>> START PROVIDED PASSAGE

First off how important is the quality of water to use in the brewing step? I'm sure for best results you should always use the "best quality water" but we'll cover that later. During the brewing process the yeast need to be happy. Is there going to be a difference in filtered city water, distilled water, well water, and genuine mountain spring water <- not bottled! or even glacier melt water? So long as they have the micronutrients they need and they got their sugar how much of difference in choices of water will it make during the brew? I've heard the Scottish Highlands have some of the world's best water for brewing. I assume because it is untainted by human nasties/pollution/chemicals/etc. Wouldn't any mountain water yield the same effect?

Secondly, what kind of water should be used when tempering the high proof distillate? Say for the example of making vodka and we want it flavorless. I know that as American's we think vodka should be a flavorless spirit but other parts of the world would disagree. Let's say, though, that we want a flavorless spirit. "Good quality" mountain mineral water tastes amazing by itself but my experience is that it imparts different flavors into the spirit after the brewing process. When cutting the alcohol would it be best to use as pure water as possible if one is trying to avoid imparting any additional flavors at this point?

>> END PROVIDED PASSAGE
>> START SUPPLIED MATERIAL

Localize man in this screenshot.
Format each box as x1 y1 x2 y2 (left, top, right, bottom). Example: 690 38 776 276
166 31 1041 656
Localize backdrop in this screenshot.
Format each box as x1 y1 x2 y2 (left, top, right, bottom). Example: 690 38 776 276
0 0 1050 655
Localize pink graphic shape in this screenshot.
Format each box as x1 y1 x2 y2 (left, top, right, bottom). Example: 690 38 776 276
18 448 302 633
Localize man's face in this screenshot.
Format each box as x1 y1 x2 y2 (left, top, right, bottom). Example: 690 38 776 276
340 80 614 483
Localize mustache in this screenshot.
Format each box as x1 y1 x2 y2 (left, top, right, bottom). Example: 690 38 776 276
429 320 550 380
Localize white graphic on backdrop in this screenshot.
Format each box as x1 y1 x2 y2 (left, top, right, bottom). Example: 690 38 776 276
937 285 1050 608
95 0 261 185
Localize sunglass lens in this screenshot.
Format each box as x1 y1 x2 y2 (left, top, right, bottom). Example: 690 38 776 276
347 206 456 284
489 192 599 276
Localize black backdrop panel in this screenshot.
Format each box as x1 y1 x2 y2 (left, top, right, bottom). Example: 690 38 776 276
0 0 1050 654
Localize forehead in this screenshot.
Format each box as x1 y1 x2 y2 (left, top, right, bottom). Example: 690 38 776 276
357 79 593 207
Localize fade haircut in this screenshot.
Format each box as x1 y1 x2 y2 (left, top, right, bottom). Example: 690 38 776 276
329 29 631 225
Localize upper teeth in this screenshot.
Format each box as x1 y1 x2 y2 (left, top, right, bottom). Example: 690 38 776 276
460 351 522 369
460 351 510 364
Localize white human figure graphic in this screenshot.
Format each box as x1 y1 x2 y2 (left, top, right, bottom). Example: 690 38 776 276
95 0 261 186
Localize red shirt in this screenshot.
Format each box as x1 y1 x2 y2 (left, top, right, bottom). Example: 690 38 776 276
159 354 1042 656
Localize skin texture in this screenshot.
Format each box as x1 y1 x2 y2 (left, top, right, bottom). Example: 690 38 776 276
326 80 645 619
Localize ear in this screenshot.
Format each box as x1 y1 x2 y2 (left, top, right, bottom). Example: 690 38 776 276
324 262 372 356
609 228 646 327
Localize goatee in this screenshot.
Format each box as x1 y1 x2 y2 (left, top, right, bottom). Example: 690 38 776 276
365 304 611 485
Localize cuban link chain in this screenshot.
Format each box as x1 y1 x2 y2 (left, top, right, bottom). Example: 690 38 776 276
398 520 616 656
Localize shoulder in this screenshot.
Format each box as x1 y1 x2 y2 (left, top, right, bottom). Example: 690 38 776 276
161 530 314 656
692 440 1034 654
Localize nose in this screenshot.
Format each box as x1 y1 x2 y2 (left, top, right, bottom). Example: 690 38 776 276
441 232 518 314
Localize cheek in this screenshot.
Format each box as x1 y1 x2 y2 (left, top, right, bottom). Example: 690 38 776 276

>> END SUPPLIED MATERIAL

- _YOUR GOAL_
Carry on the text on water for brewing and distilling from the point where it stops. These items have no connection to the text on water for brewing and distilling.

- _EXPECTED ANSWER_
Lastly, what is this "good quality water" we speak of? As previously mentioned we will never use city water, so does that make everything else "good quality?" Is distilled water a good source to use or just acceptable because we know it's clean? I've been experimenting with Nanopure™ water that is ultra filtered and has a higher purity than glass distilled or RO (reverse osmosis) water. I don't have a verdict yet but while I have access to it I'd like to try it out - for tempering that is. It's too costly to use in the brew... or would it be worth it?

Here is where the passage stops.